** Start RECORDS FOR THE TASK **

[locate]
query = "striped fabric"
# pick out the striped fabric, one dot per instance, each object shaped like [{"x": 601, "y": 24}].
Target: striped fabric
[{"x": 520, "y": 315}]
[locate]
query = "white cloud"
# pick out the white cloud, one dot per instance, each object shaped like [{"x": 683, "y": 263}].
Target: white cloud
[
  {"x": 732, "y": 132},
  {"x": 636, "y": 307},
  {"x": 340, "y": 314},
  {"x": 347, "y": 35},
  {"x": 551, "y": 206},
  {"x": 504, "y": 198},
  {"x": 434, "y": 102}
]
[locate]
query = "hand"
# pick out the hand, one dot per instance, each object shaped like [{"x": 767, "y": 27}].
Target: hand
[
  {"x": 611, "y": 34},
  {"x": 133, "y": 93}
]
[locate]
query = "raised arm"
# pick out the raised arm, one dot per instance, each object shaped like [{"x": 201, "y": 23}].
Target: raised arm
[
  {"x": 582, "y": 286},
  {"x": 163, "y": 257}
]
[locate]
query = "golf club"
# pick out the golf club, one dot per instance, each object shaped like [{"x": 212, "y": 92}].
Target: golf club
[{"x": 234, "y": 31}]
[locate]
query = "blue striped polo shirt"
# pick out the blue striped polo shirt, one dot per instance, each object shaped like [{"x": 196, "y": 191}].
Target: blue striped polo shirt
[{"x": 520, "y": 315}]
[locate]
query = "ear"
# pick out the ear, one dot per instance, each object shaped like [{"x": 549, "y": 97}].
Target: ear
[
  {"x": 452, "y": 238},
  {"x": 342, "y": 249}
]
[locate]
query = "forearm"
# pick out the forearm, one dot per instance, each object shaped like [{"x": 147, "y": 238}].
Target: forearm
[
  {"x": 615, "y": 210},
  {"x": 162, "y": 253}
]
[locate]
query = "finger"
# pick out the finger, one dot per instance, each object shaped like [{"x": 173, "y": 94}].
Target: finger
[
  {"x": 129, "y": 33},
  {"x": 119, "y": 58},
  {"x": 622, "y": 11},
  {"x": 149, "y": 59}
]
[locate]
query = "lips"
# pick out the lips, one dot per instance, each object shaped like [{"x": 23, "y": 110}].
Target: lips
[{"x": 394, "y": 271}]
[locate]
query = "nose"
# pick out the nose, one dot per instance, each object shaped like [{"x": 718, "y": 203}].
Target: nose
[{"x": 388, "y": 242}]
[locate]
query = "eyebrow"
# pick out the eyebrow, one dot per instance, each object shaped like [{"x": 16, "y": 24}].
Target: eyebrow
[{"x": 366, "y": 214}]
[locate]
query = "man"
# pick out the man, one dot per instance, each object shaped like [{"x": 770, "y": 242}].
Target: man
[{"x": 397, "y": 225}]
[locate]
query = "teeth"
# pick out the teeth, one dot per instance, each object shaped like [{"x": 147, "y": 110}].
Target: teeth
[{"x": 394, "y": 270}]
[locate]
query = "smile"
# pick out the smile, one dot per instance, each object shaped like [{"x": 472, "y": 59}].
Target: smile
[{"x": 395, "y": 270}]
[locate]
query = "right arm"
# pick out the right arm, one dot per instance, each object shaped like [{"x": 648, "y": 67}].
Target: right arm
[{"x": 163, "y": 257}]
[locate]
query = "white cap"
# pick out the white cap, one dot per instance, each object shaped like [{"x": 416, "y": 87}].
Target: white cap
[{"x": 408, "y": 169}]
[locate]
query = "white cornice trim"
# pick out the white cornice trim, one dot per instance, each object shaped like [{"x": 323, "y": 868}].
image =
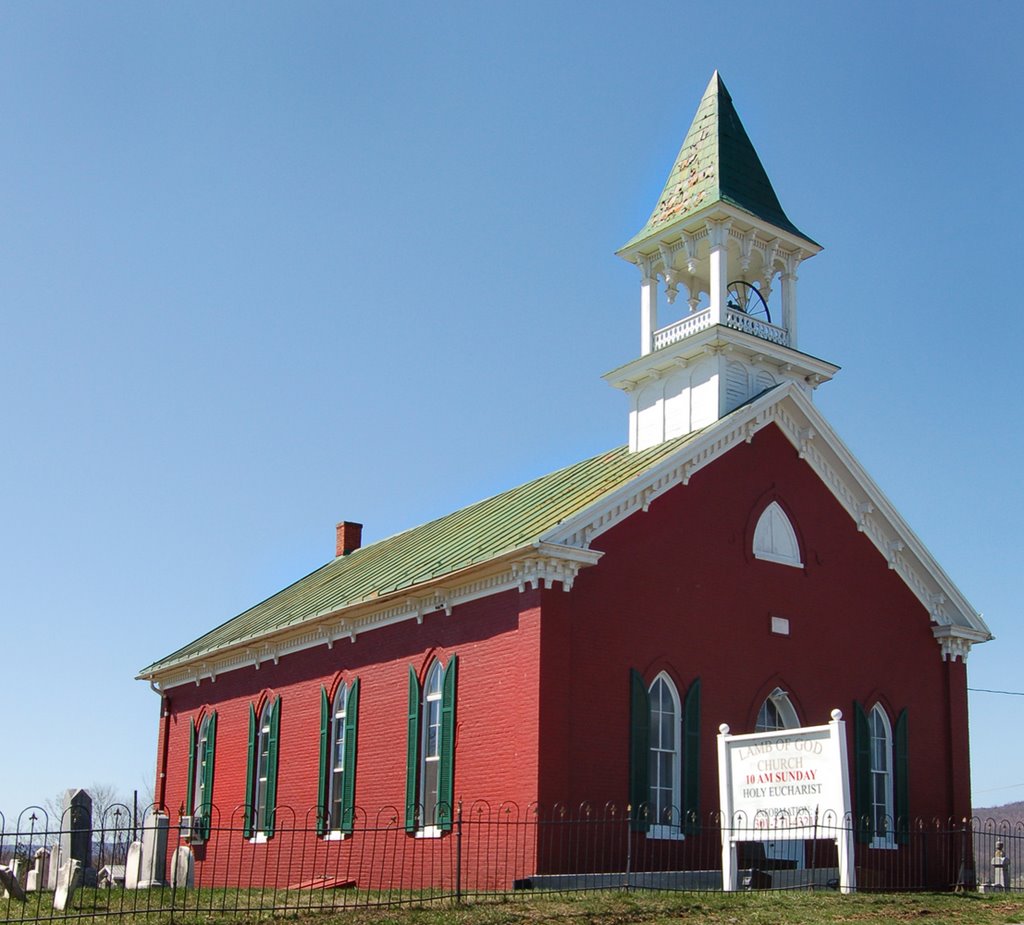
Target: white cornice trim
[
  {"x": 955, "y": 641},
  {"x": 541, "y": 564},
  {"x": 561, "y": 552},
  {"x": 821, "y": 448}
]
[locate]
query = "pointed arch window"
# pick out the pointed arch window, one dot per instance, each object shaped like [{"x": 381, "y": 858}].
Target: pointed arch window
[
  {"x": 774, "y": 538},
  {"x": 665, "y": 739},
  {"x": 199, "y": 798},
  {"x": 776, "y": 713},
  {"x": 430, "y": 749},
  {"x": 261, "y": 770},
  {"x": 339, "y": 720},
  {"x": 665, "y": 759},
  {"x": 882, "y": 778}
]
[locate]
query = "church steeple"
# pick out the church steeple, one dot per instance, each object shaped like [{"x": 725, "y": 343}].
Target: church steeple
[
  {"x": 720, "y": 236},
  {"x": 717, "y": 163}
]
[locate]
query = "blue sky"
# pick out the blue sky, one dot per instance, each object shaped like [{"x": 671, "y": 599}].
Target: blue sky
[{"x": 264, "y": 267}]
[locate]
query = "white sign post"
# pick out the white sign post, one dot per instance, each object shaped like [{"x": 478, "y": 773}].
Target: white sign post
[{"x": 788, "y": 784}]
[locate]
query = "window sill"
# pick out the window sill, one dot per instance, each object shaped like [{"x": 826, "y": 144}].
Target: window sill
[
  {"x": 666, "y": 833},
  {"x": 766, "y": 556}
]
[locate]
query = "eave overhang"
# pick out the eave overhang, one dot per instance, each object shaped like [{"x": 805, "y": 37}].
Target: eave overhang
[{"x": 539, "y": 564}]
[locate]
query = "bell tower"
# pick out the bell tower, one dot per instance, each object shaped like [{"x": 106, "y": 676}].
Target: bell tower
[{"x": 725, "y": 254}]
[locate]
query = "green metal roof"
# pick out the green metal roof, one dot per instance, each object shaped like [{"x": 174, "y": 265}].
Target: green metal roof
[
  {"x": 473, "y": 535},
  {"x": 717, "y": 163}
]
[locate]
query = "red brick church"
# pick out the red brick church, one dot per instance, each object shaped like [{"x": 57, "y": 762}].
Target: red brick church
[{"x": 583, "y": 636}]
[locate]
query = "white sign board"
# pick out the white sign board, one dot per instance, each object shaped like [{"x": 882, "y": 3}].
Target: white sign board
[{"x": 788, "y": 784}]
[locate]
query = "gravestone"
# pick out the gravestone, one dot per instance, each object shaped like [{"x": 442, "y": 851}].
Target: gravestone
[
  {"x": 9, "y": 885},
  {"x": 1000, "y": 869},
  {"x": 133, "y": 866},
  {"x": 111, "y": 875},
  {"x": 182, "y": 869},
  {"x": 53, "y": 868},
  {"x": 40, "y": 871},
  {"x": 76, "y": 828},
  {"x": 16, "y": 868},
  {"x": 69, "y": 880},
  {"x": 154, "y": 851}
]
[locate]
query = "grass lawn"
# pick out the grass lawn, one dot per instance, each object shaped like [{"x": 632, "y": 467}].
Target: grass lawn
[{"x": 592, "y": 909}]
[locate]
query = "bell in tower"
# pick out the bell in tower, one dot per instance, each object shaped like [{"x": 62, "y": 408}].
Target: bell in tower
[{"x": 725, "y": 255}]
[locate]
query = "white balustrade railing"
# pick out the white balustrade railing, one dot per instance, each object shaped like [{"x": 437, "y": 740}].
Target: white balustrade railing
[
  {"x": 683, "y": 328},
  {"x": 758, "y": 327},
  {"x": 738, "y": 320}
]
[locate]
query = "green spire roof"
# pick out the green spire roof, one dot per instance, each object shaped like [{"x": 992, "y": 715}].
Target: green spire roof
[{"x": 717, "y": 163}]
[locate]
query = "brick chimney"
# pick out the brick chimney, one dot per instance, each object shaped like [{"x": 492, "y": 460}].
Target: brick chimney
[{"x": 348, "y": 538}]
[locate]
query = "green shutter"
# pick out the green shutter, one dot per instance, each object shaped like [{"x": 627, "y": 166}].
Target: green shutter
[
  {"x": 323, "y": 790},
  {"x": 901, "y": 785},
  {"x": 862, "y": 774},
  {"x": 691, "y": 759},
  {"x": 412, "y": 751},
  {"x": 445, "y": 773},
  {"x": 348, "y": 779},
  {"x": 190, "y": 789},
  {"x": 211, "y": 751},
  {"x": 271, "y": 769},
  {"x": 639, "y": 751},
  {"x": 250, "y": 810}
]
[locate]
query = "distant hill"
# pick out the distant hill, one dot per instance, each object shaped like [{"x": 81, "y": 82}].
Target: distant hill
[{"x": 1011, "y": 812}]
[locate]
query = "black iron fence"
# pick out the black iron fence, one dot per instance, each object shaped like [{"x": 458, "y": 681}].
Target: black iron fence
[{"x": 169, "y": 865}]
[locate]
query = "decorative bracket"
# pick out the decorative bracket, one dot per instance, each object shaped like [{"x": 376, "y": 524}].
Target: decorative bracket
[
  {"x": 893, "y": 548},
  {"x": 806, "y": 435},
  {"x": 863, "y": 509}
]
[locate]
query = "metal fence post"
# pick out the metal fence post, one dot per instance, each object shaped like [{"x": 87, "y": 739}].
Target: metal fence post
[
  {"x": 458, "y": 852},
  {"x": 629, "y": 844}
]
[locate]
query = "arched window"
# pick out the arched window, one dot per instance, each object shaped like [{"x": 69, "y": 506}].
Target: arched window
[
  {"x": 339, "y": 718},
  {"x": 261, "y": 779},
  {"x": 429, "y": 776},
  {"x": 199, "y": 798},
  {"x": 882, "y": 778},
  {"x": 204, "y": 757},
  {"x": 776, "y": 713},
  {"x": 666, "y": 757},
  {"x": 338, "y": 754},
  {"x": 774, "y": 538},
  {"x": 430, "y": 749}
]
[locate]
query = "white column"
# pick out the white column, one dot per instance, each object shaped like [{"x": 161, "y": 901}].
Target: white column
[
  {"x": 788, "y": 278},
  {"x": 718, "y": 237},
  {"x": 648, "y": 313}
]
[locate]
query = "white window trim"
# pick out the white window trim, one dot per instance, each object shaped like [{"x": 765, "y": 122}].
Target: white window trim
[
  {"x": 766, "y": 544},
  {"x": 663, "y": 830},
  {"x": 885, "y": 842},
  {"x": 429, "y": 697},
  {"x": 336, "y": 715}
]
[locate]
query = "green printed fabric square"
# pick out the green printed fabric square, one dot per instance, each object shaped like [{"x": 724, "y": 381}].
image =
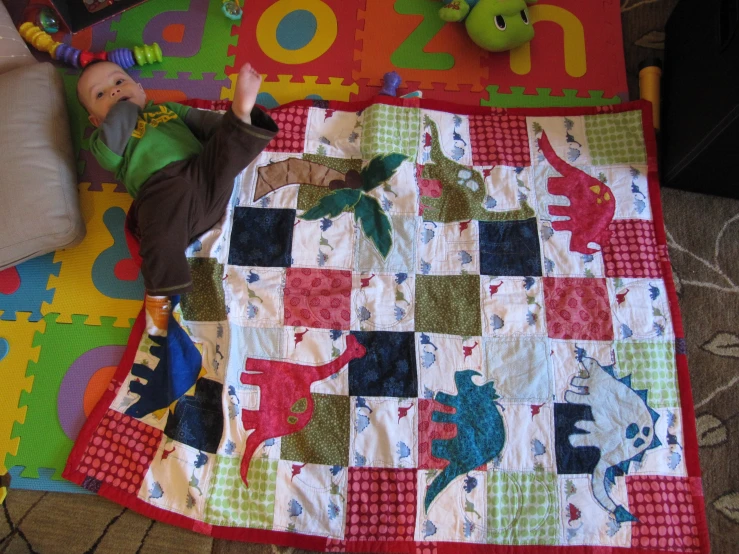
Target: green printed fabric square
[
  {"x": 616, "y": 138},
  {"x": 231, "y": 504},
  {"x": 448, "y": 304},
  {"x": 522, "y": 508},
  {"x": 206, "y": 302},
  {"x": 325, "y": 440},
  {"x": 389, "y": 130},
  {"x": 652, "y": 368}
]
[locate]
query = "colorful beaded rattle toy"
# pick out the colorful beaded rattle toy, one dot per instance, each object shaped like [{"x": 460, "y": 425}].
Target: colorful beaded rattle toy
[{"x": 125, "y": 57}]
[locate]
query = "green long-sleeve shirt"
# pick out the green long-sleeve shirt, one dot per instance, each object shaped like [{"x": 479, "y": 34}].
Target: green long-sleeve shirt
[{"x": 134, "y": 144}]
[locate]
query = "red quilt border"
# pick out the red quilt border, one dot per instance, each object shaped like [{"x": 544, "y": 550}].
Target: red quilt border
[{"x": 282, "y": 538}]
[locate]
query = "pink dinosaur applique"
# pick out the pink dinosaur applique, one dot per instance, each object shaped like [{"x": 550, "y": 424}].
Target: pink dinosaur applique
[
  {"x": 285, "y": 405},
  {"x": 592, "y": 205}
]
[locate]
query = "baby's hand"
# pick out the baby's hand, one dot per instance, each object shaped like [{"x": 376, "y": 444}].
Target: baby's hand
[{"x": 247, "y": 88}]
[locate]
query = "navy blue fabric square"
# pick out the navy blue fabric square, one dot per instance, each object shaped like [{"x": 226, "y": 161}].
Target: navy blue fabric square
[
  {"x": 387, "y": 369},
  {"x": 571, "y": 460},
  {"x": 510, "y": 248},
  {"x": 262, "y": 237},
  {"x": 197, "y": 420}
]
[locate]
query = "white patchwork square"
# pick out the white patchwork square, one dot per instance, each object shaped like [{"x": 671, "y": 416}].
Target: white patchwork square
[
  {"x": 458, "y": 513},
  {"x": 583, "y": 520},
  {"x": 383, "y": 432},
  {"x": 454, "y": 136},
  {"x": 333, "y": 133},
  {"x": 326, "y": 243},
  {"x": 520, "y": 367},
  {"x": 310, "y": 499},
  {"x": 503, "y": 186},
  {"x": 449, "y": 248},
  {"x": 178, "y": 479},
  {"x": 640, "y": 309},
  {"x": 566, "y": 366},
  {"x": 512, "y": 306},
  {"x": 383, "y": 302},
  {"x": 529, "y": 444},
  {"x": 255, "y": 296},
  {"x": 441, "y": 356},
  {"x": 258, "y": 181},
  {"x": 566, "y": 135},
  {"x": 631, "y": 189},
  {"x": 669, "y": 457}
]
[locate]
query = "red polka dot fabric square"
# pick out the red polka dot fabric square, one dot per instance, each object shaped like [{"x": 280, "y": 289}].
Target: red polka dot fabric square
[
  {"x": 577, "y": 309},
  {"x": 381, "y": 504},
  {"x": 120, "y": 451},
  {"x": 666, "y": 513},
  {"x": 499, "y": 139},
  {"x": 319, "y": 298},
  {"x": 632, "y": 250},
  {"x": 292, "y": 123},
  {"x": 429, "y": 430}
]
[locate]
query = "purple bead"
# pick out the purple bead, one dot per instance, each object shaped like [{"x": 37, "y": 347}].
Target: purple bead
[
  {"x": 68, "y": 54},
  {"x": 390, "y": 83},
  {"x": 122, "y": 57}
]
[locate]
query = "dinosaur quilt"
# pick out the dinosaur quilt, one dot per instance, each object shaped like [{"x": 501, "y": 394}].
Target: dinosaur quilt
[{"x": 422, "y": 328}]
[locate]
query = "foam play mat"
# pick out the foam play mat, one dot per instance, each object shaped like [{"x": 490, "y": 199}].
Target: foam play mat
[
  {"x": 396, "y": 343},
  {"x": 65, "y": 317}
]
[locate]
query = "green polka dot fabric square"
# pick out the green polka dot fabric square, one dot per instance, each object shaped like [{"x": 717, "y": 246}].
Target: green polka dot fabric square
[
  {"x": 522, "y": 508},
  {"x": 652, "y": 367},
  {"x": 616, "y": 138},
  {"x": 325, "y": 440},
  {"x": 448, "y": 304},
  {"x": 231, "y": 504},
  {"x": 390, "y": 129},
  {"x": 207, "y": 301}
]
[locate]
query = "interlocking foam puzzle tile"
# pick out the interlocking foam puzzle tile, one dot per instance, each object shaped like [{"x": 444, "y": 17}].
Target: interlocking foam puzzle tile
[
  {"x": 410, "y": 36},
  {"x": 194, "y": 36},
  {"x": 43, "y": 441},
  {"x": 317, "y": 38},
  {"x": 32, "y": 290},
  {"x": 518, "y": 98},
  {"x": 16, "y": 351},
  {"x": 285, "y": 90},
  {"x": 89, "y": 282}
]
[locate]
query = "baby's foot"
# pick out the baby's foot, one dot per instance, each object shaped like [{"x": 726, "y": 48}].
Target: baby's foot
[{"x": 247, "y": 88}]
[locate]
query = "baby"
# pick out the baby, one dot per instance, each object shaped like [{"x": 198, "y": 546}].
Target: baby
[{"x": 178, "y": 163}]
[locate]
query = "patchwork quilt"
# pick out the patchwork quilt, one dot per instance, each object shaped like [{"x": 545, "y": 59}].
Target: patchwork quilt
[{"x": 420, "y": 327}]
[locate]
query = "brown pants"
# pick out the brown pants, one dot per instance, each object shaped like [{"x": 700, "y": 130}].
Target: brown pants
[{"x": 186, "y": 198}]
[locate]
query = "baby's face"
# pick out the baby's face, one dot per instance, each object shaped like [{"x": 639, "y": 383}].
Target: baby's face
[{"x": 105, "y": 84}]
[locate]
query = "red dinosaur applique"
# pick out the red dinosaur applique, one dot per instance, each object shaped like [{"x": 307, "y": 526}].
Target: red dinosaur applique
[
  {"x": 592, "y": 204},
  {"x": 285, "y": 404}
]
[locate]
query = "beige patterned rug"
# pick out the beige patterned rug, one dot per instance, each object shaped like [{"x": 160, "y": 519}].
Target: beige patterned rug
[{"x": 703, "y": 233}]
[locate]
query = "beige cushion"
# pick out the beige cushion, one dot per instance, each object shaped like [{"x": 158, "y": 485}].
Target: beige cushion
[
  {"x": 39, "y": 203},
  {"x": 13, "y": 51}
]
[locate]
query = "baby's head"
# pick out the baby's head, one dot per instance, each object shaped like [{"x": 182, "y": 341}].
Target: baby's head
[{"x": 103, "y": 84}]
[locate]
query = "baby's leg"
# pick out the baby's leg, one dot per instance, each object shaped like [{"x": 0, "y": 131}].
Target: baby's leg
[
  {"x": 163, "y": 213},
  {"x": 247, "y": 88}
]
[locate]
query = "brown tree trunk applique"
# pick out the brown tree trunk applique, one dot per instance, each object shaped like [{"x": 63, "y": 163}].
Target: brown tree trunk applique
[{"x": 293, "y": 171}]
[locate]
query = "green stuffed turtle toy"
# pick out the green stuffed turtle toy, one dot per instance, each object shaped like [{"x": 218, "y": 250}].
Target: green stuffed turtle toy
[{"x": 495, "y": 25}]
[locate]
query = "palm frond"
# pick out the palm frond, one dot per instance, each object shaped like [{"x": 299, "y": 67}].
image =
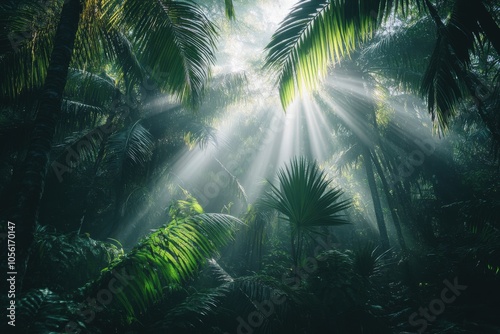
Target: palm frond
[
  {"x": 305, "y": 200},
  {"x": 130, "y": 147},
  {"x": 80, "y": 146},
  {"x": 173, "y": 38},
  {"x": 199, "y": 134},
  {"x": 304, "y": 197},
  {"x": 41, "y": 311},
  {"x": 167, "y": 257},
  {"x": 317, "y": 32},
  {"x": 30, "y": 29},
  {"x": 234, "y": 183}
]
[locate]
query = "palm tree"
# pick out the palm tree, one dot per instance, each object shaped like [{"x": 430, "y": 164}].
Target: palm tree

** End RECORDS FOR THE TASK **

◆ **PROBLEM DESCRIPTION**
Pull out every line of the records above that contains the string "grass" and copy each one in full.

◆ **RESULT OF THIS TASK**
query = "grass lawn"
# pick out the grass lawn, one dot per instance, each object shaped like [{"x": 632, "y": 467}].
Target: grass lawn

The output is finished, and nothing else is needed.